» WHAT IS BEING ASKED
The answer must be an exact transcription of every record.

» RECORDED INFORMATION
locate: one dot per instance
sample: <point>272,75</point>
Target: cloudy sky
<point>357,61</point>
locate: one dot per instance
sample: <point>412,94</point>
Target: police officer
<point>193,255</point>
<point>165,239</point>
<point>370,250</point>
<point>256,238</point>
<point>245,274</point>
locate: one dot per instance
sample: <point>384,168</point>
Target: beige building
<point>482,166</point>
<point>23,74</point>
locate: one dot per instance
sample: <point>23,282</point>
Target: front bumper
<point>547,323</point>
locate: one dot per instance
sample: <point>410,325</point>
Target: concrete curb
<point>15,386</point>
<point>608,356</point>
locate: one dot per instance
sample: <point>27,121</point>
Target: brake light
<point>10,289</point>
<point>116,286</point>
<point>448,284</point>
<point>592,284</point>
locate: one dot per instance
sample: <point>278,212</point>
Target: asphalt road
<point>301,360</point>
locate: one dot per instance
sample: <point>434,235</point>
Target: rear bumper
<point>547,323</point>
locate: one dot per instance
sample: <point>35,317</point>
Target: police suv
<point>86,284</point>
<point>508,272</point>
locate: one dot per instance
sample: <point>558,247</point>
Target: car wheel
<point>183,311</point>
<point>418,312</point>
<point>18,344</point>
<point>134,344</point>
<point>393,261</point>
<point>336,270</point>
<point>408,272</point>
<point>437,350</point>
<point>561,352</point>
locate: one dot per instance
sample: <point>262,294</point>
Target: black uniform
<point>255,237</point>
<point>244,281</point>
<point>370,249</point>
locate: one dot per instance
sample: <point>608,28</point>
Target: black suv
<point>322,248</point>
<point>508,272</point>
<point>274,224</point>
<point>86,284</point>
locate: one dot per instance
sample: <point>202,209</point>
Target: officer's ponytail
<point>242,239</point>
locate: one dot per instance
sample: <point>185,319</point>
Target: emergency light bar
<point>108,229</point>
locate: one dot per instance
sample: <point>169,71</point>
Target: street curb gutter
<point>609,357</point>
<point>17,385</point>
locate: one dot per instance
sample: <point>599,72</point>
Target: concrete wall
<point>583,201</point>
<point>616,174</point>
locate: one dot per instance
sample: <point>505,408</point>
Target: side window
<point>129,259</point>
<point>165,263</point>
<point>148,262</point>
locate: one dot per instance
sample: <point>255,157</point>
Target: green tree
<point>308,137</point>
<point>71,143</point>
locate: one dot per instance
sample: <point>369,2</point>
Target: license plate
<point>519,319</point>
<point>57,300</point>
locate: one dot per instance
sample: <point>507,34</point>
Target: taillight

» ANSWER BOX
locate: one dot per instance
sample: <point>272,75</point>
Target: cloudy sky
<point>357,61</point>
locate: one dot per instance
sample: <point>412,94</point>
Target: police officer
<point>193,255</point>
<point>165,239</point>
<point>370,250</point>
<point>256,238</point>
<point>245,274</point>
locate: one dot per instance
sample: <point>384,168</point>
Target: beige building
<point>482,166</point>
<point>23,74</point>
locate: one dot per instance
sample: <point>23,282</point>
Target: front bumper
<point>547,323</point>
locate: one dot per instance
sample: <point>410,325</point>
Target: concrete curb
<point>15,386</point>
<point>608,356</point>
locate: one dot per instance
sample: <point>27,121</point>
Target: brake light
<point>10,289</point>
<point>116,286</point>
<point>448,284</point>
<point>592,284</point>
locate: one dot per instance
sample: <point>278,212</point>
Target: asphalt road
<point>301,360</point>
locate: one dot per instance
sample: <point>434,235</point>
Target: rear bumper
<point>547,323</point>
locate: one dot per instance
sample: <point>35,317</point>
Target: police suv
<point>86,284</point>
<point>508,272</point>
locate: one dot per instance
sample: <point>558,247</point>
Target: car wheel
<point>183,311</point>
<point>418,312</point>
<point>18,344</point>
<point>134,344</point>
<point>393,261</point>
<point>336,270</point>
<point>408,272</point>
<point>437,350</point>
<point>561,352</point>
locate: one dot per instance
sample: <point>262,294</point>
Target: black uniform
<point>255,237</point>
<point>244,281</point>
<point>370,249</point>
locate: one dot per instance
sample: <point>608,28</point>
Target: black suv
<point>322,248</point>
<point>508,272</point>
<point>274,224</point>
<point>86,284</point>
locate: one dot per instance
sample: <point>202,209</point>
Target: officer's ponytail
<point>242,239</point>
locate: one dot per instance
sample: <point>185,319</point>
Target: emergency light bar
<point>108,229</point>
locate: one dot per instance
sample: <point>169,71</point>
Target: street curb gutter
<point>609,357</point>
<point>17,385</point>
locate: one dot per instance
sample: <point>599,72</point>
Target: concrete wall
<point>583,201</point>
<point>616,174</point>
locate: one dot per instance
sample: <point>505,408</point>
Target: side window
<point>129,259</point>
<point>165,263</point>
<point>148,262</point>
locate: one dot per instance
sample: <point>255,157</point>
Target: green tree
<point>308,137</point>
<point>71,143</point>
locate: one dot per instance
sample: <point>369,2</point>
Target: license plate
<point>519,319</point>
<point>57,300</point>
locate: one dot per instance
sample: <point>507,34</point>
Target: taillight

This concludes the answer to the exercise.